Your goal »
Transcribe word for word the lines spanning the line with "For the pointing benchmark, tag every instance of the night" through the end of the records.

Provided records »
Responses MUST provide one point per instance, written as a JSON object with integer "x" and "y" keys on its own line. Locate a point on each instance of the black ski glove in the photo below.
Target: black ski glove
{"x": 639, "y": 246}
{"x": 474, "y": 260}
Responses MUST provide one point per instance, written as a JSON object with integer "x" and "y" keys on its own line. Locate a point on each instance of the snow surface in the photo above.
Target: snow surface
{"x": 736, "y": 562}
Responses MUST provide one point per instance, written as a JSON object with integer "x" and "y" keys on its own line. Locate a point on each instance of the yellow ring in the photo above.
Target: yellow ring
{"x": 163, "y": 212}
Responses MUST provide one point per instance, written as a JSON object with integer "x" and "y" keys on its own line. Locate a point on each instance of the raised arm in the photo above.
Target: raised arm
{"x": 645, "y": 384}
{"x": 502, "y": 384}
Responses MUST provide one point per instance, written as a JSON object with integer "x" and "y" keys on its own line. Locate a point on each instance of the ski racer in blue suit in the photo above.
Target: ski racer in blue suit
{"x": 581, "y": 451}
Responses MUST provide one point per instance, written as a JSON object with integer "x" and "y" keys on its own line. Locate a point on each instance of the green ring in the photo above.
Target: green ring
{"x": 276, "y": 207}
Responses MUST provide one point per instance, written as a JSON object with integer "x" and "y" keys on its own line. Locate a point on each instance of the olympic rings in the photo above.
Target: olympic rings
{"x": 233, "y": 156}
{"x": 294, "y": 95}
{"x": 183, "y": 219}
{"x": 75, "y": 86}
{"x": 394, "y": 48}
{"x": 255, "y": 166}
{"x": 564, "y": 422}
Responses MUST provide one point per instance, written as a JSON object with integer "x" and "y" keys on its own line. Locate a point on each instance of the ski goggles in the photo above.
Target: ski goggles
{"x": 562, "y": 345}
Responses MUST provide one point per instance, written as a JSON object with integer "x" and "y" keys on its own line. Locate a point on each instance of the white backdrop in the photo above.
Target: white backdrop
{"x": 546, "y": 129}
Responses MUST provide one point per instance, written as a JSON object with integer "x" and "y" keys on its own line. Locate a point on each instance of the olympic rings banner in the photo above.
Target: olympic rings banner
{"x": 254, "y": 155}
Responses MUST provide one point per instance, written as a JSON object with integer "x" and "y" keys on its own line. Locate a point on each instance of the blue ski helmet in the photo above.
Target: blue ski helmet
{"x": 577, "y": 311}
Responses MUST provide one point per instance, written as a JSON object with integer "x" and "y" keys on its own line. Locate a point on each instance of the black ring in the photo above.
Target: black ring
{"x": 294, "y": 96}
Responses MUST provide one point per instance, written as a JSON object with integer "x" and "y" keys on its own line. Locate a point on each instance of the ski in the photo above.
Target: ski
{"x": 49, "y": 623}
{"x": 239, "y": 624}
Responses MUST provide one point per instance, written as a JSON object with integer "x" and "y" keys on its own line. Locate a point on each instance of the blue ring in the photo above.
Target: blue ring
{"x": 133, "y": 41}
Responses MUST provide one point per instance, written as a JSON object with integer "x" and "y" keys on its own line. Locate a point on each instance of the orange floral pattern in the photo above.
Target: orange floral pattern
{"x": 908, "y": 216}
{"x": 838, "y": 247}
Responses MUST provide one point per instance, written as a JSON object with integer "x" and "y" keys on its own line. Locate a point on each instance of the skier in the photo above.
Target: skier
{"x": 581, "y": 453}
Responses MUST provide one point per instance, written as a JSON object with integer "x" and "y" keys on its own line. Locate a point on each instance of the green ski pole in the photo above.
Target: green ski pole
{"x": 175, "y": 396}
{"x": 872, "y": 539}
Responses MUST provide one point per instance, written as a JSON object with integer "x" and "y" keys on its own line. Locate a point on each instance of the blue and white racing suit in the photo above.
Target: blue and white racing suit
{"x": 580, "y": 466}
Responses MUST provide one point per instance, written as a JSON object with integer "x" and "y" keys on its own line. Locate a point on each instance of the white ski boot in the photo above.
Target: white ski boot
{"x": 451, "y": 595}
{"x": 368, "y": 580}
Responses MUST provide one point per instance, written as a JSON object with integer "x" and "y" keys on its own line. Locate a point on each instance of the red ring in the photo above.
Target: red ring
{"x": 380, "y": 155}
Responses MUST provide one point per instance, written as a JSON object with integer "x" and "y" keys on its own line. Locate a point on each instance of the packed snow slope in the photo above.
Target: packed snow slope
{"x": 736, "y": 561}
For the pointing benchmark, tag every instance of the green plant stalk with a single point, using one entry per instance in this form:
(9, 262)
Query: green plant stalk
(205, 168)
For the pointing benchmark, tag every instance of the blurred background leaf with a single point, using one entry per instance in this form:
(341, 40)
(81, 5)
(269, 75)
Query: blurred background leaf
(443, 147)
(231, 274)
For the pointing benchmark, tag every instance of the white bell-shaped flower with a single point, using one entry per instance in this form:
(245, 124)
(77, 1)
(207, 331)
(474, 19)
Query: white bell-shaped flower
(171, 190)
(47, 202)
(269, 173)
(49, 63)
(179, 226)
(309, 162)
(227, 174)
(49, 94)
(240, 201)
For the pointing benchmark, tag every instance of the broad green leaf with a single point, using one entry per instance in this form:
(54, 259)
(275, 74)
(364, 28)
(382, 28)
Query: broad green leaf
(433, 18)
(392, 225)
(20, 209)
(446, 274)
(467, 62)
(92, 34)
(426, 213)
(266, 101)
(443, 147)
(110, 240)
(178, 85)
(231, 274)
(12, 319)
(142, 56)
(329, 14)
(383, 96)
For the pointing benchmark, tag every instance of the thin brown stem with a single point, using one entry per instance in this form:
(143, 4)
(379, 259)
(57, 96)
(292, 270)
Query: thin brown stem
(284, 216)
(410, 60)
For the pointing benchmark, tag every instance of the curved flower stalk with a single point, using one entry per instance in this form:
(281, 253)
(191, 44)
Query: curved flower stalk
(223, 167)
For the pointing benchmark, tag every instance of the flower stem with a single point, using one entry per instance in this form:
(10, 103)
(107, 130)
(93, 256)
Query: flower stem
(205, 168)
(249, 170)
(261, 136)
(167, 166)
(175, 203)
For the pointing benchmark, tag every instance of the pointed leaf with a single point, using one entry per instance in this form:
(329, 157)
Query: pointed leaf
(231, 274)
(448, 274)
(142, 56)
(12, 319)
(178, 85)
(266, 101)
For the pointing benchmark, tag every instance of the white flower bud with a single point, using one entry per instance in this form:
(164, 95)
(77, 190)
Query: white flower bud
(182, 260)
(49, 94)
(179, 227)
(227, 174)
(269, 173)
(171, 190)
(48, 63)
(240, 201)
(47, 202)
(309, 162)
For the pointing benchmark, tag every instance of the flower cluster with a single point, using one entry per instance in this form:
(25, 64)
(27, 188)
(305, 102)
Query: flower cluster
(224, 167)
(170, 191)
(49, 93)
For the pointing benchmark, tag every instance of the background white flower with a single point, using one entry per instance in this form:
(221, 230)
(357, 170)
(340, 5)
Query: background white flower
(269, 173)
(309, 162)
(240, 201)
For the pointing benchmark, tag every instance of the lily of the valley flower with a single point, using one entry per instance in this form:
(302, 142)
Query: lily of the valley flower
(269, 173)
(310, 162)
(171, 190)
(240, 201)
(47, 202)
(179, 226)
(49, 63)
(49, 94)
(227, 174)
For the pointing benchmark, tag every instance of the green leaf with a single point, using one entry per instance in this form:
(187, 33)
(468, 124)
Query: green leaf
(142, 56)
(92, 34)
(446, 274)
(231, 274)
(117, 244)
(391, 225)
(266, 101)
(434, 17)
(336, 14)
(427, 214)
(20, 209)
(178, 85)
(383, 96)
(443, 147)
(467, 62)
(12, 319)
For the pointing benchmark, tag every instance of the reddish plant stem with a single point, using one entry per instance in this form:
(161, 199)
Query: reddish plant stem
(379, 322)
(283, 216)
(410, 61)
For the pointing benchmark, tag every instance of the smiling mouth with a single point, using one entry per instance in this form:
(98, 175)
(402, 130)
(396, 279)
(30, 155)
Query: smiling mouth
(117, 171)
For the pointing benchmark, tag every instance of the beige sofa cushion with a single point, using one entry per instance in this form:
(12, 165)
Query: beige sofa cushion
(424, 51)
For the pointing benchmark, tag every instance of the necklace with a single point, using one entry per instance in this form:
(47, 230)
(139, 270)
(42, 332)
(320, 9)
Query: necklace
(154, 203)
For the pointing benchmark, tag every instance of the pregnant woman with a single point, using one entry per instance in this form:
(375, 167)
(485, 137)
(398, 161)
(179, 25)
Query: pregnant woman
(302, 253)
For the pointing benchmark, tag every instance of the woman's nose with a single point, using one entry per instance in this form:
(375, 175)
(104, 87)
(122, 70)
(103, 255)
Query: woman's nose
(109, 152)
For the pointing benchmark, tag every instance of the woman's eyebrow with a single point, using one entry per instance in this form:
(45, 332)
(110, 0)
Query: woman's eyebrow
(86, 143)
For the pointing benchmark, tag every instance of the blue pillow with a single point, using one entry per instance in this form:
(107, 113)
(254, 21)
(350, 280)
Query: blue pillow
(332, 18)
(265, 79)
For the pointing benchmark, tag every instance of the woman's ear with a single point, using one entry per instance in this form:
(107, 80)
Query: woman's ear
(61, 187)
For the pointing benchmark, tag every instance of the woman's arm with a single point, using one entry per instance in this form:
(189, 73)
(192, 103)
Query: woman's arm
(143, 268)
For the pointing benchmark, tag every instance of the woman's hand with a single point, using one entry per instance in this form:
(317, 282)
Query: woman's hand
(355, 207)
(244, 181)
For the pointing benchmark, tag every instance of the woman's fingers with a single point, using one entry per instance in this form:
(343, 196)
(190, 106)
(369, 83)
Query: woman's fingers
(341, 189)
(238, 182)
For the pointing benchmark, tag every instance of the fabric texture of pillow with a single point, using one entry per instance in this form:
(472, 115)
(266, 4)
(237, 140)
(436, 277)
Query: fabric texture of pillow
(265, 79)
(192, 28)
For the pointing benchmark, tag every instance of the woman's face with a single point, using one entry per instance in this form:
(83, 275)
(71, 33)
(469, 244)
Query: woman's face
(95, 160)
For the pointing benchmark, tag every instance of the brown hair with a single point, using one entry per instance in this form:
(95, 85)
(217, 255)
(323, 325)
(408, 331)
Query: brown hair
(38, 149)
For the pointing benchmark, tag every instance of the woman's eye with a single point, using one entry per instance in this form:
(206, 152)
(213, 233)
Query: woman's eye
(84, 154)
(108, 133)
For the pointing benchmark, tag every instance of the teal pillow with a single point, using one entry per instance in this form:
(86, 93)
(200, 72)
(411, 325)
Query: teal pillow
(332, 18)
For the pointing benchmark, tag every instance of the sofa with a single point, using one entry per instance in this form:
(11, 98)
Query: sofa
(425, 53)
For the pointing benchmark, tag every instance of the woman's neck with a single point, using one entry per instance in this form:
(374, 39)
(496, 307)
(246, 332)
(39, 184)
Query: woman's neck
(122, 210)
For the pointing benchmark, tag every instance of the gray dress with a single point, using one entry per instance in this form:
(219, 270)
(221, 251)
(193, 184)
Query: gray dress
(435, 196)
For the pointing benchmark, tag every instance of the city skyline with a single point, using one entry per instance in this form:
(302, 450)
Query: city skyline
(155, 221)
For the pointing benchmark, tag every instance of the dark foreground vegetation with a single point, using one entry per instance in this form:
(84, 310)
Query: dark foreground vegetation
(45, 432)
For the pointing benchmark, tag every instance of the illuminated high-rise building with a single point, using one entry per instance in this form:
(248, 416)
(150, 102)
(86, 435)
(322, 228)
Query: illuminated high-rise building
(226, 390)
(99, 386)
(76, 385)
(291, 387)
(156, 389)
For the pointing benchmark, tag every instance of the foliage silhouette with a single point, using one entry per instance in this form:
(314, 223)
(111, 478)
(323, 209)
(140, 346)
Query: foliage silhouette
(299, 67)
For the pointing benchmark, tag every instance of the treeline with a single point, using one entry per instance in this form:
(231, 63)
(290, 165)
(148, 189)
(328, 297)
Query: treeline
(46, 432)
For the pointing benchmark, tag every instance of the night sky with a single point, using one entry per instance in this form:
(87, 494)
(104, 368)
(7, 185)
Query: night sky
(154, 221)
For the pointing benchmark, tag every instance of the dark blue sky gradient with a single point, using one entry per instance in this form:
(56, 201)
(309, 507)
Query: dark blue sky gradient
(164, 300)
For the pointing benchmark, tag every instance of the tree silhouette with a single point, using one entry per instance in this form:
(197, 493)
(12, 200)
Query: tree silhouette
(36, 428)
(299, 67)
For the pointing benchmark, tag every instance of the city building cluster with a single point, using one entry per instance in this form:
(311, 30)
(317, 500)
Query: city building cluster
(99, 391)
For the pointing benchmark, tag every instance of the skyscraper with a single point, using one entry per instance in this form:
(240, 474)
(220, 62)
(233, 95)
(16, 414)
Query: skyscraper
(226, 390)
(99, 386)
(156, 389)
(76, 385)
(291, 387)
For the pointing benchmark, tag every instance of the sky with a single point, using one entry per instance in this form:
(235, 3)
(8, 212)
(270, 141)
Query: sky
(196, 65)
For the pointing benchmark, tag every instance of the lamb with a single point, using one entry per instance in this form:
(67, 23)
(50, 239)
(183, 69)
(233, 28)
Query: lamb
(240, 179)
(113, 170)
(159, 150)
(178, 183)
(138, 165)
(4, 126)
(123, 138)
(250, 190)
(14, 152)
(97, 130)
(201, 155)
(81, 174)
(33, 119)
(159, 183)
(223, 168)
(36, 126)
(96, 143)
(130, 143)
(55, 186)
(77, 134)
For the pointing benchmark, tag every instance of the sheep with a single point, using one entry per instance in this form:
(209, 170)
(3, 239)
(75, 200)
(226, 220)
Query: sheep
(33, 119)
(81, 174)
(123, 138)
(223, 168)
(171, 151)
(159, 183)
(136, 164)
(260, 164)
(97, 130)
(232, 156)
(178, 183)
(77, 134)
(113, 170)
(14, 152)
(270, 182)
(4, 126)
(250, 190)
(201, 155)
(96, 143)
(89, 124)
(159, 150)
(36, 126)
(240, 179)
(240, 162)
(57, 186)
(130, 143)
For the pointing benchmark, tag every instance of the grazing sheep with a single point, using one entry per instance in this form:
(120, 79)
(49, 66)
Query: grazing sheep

Finished answer »
For the pointing benchmark, tag every instance of the night sky with a single point, using one entry per instance in this form:
(87, 494)
(104, 368)
(7, 185)
Query: night sky
(154, 221)
For the pointing benchmark, tag every instance of the dark blue sky gradient with a single point, using one entry per instance in this form:
(56, 201)
(309, 507)
Query: dark blue sky gradient
(164, 300)
For the pointing benchmark, tag every instance of the tree silhouette with a single point, using one entry per instance in this form:
(197, 493)
(12, 200)
Query: tree silhouette
(36, 428)
(299, 67)
For the pointing benchmark, tag every instance of the city building cluster with a single point, using one entry per instance in this form:
(311, 30)
(317, 500)
Query: city building cluster
(99, 391)
For the pointing benchmark, tag every instance of the skyscraper with a single point, using one entry per instance in this form:
(240, 474)
(220, 62)
(233, 95)
(16, 414)
Query: skyscraper
(226, 390)
(99, 386)
(156, 389)
(76, 385)
(291, 387)
For the pointing benchmark, tag every instance of the sky with a single point, using one entry per instance in this form:
(235, 3)
(8, 212)
(270, 141)
Query: sky
(196, 65)
For the pointing benchmark, tag every instance of the lamb with a single point, using one entry per instance in this form:
(67, 23)
(50, 239)
(183, 69)
(233, 28)
Query: lamb
(240, 179)
(113, 170)
(159, 150)
(178, 183)
(138, 165)
(4, 126)
(123, 138)
(250, 190)
(14, 152)
(97, 130)
(201, 155)
(81, 174)
(33, 119)
(159, 183)
(223, 168)
(36, 126)
(96, 143)
(130, 143)
(55, 186)
(77, 134)
For the pointing benchmark, tag every instance of the sheep with a single point, using one entry per instance in this form:
(209, 170)
(3, 239)
(75, 200)
(226, 220)
Query: sheep
(33, 119)
(81, 174)
(123, 138)
(223, 168)
(171, 151)
(159, 183)
(136, 164)
(260, 164)
(97, 130)
(232, 156)
(178, 183)
(77, 134)
(113, 170)
(14, 152)
(270, 182)
(4, 126)
(250, 190)
(201, 155)
(96, 143)
(89, 124)
(159, 150)
(36, 126)
(240, 179)
(240, 162)
(57, 186)
(130, 143)
For the pointing benchmark, tag every instance of the grazing sheep with a single point, using one entry per instance in this form:
(120, 79)
(49, 66)
Query: grazing sheep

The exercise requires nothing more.